+++ Stored records
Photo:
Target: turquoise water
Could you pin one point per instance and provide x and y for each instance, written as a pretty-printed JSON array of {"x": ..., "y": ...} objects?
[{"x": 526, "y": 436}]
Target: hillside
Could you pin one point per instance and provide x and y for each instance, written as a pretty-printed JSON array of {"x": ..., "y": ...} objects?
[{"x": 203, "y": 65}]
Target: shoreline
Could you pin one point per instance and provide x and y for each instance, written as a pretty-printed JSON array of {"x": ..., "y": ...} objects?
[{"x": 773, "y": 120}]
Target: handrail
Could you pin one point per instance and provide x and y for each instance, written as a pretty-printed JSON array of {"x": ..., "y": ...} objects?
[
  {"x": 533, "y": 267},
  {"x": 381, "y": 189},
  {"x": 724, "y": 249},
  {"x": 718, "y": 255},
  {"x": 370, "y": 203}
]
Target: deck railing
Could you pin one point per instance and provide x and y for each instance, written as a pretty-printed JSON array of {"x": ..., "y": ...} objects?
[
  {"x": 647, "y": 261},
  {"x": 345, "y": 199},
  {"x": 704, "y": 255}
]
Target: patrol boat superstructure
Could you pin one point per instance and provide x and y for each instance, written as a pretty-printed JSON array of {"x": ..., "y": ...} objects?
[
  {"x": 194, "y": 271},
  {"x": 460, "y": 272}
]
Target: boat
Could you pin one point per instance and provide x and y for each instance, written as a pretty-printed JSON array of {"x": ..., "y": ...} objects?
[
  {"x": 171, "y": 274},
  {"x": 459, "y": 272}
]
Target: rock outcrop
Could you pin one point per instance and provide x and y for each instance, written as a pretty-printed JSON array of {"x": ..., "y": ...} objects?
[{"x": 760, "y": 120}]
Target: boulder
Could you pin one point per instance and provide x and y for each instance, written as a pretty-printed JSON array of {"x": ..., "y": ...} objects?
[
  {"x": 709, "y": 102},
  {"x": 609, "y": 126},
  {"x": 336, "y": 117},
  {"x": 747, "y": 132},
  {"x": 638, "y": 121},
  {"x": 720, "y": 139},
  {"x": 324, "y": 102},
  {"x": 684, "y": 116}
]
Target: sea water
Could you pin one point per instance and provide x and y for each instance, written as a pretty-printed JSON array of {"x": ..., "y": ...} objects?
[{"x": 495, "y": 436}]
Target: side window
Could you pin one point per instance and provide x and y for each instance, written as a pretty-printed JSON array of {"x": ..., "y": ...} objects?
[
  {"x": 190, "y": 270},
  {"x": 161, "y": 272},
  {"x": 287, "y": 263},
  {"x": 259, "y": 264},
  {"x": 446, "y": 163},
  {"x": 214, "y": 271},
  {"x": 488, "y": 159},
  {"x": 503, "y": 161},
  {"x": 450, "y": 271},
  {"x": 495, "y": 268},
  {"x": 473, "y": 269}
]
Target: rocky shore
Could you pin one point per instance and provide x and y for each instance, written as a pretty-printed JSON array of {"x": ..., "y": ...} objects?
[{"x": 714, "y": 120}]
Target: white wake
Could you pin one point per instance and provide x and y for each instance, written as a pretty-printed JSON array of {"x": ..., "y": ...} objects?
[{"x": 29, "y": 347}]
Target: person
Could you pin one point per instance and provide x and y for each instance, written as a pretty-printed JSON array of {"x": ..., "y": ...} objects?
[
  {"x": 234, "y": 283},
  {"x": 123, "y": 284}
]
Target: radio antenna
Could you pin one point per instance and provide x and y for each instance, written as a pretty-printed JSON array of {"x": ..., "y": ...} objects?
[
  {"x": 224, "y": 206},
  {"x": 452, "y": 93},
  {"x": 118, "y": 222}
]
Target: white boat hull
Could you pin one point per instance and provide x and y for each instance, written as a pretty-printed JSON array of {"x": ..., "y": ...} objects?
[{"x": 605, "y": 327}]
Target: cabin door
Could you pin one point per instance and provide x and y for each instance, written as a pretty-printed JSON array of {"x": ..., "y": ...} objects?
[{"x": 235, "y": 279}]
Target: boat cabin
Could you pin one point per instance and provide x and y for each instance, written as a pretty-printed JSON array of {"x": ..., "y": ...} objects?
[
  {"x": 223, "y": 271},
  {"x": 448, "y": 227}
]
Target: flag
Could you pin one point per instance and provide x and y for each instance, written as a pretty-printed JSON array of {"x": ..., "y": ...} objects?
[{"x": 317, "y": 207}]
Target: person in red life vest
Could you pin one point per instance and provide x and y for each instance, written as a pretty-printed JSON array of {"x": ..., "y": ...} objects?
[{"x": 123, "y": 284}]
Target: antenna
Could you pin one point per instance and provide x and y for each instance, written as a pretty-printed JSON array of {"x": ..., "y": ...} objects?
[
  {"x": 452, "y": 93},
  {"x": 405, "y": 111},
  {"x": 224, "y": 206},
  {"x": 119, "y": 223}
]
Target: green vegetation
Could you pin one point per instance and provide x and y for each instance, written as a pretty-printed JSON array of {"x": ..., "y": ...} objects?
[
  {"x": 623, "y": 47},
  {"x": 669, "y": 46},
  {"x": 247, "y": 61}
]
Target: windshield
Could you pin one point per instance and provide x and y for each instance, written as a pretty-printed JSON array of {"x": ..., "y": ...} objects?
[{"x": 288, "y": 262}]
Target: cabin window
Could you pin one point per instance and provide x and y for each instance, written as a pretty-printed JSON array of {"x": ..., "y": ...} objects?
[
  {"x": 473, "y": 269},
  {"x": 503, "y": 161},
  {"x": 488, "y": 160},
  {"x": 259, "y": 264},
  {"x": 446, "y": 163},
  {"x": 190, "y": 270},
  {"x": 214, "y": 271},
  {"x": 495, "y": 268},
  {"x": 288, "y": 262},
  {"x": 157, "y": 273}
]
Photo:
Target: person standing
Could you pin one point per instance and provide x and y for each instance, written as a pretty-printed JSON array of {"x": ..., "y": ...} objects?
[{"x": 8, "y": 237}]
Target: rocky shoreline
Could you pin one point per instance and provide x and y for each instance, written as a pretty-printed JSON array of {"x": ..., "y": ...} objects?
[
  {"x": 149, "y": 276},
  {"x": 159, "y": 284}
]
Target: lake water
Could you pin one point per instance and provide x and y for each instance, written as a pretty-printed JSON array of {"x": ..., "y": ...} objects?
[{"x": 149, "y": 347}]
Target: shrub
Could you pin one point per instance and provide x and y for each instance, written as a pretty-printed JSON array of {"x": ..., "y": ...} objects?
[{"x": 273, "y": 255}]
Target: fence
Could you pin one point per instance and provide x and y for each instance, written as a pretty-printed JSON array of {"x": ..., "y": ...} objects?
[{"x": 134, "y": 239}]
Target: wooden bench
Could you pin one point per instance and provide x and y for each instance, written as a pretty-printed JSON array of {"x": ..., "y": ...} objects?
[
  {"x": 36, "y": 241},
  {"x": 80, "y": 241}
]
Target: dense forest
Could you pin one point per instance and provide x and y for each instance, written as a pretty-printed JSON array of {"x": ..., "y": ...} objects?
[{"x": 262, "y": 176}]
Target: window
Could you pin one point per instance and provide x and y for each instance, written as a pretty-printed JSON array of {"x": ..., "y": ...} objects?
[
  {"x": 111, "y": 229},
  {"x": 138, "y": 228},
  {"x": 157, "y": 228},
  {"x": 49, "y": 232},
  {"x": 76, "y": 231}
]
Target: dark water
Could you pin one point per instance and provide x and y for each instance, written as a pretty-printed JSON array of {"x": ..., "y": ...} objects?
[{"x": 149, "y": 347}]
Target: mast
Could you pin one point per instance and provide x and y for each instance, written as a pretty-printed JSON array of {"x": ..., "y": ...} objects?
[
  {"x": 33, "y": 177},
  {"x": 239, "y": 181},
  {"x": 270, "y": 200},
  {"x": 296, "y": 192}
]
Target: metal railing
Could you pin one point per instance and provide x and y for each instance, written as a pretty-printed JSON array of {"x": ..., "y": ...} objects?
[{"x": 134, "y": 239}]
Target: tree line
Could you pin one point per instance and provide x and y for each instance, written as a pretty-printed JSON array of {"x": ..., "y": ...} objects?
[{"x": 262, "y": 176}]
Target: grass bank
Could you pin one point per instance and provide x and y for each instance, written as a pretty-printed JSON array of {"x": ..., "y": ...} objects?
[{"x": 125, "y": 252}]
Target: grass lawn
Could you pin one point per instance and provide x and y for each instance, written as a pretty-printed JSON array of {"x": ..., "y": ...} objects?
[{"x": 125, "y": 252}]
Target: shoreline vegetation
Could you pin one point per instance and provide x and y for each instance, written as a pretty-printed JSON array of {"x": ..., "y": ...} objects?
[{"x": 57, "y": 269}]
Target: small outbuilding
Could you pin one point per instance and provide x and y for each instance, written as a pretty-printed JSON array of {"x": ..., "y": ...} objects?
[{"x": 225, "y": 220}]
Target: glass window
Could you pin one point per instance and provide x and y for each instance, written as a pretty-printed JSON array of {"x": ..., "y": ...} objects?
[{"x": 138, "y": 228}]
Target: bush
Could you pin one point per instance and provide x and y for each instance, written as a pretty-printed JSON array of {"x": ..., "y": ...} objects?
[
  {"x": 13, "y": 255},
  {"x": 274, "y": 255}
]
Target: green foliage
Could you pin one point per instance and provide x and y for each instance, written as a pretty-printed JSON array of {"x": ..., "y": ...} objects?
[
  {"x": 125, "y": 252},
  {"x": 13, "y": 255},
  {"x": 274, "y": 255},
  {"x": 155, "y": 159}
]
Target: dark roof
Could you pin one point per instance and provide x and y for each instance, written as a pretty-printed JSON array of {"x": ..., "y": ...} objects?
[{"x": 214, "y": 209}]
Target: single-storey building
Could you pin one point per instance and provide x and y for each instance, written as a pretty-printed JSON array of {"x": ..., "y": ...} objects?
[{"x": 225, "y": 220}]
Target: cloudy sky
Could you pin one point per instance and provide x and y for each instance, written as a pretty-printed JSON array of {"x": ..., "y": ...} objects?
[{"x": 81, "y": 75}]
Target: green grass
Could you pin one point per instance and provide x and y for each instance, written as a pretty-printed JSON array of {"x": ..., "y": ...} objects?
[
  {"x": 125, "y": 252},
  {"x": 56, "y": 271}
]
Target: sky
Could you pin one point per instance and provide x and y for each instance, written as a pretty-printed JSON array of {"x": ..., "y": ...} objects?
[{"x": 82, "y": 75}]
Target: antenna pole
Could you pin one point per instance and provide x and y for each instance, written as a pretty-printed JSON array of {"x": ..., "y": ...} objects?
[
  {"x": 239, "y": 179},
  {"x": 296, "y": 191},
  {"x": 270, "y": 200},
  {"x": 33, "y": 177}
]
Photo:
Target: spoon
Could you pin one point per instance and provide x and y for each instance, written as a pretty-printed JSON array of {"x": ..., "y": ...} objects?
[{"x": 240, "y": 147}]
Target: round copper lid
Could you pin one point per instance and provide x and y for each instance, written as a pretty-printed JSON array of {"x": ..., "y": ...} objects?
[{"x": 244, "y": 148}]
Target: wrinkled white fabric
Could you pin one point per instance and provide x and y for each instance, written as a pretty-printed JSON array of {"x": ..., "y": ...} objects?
++++++
### Work to complete
Extract every line from the one with "Target: round copper lid" down to the final line above, both included, exactly as written.

### Solution
Target: round copper lid
Could you pin one point per instance and provide x and y for each instance, written as a pretty-printed JSON array of {"x": ..., "y": ...} objects?
[{"x": 244, "y": 148}]
Target: wrinkled white fabric
Could you pin one point per instance and provide x and y for each instance, written as a pretty-printed JSON array of {"x": ..., "y": ...} objects?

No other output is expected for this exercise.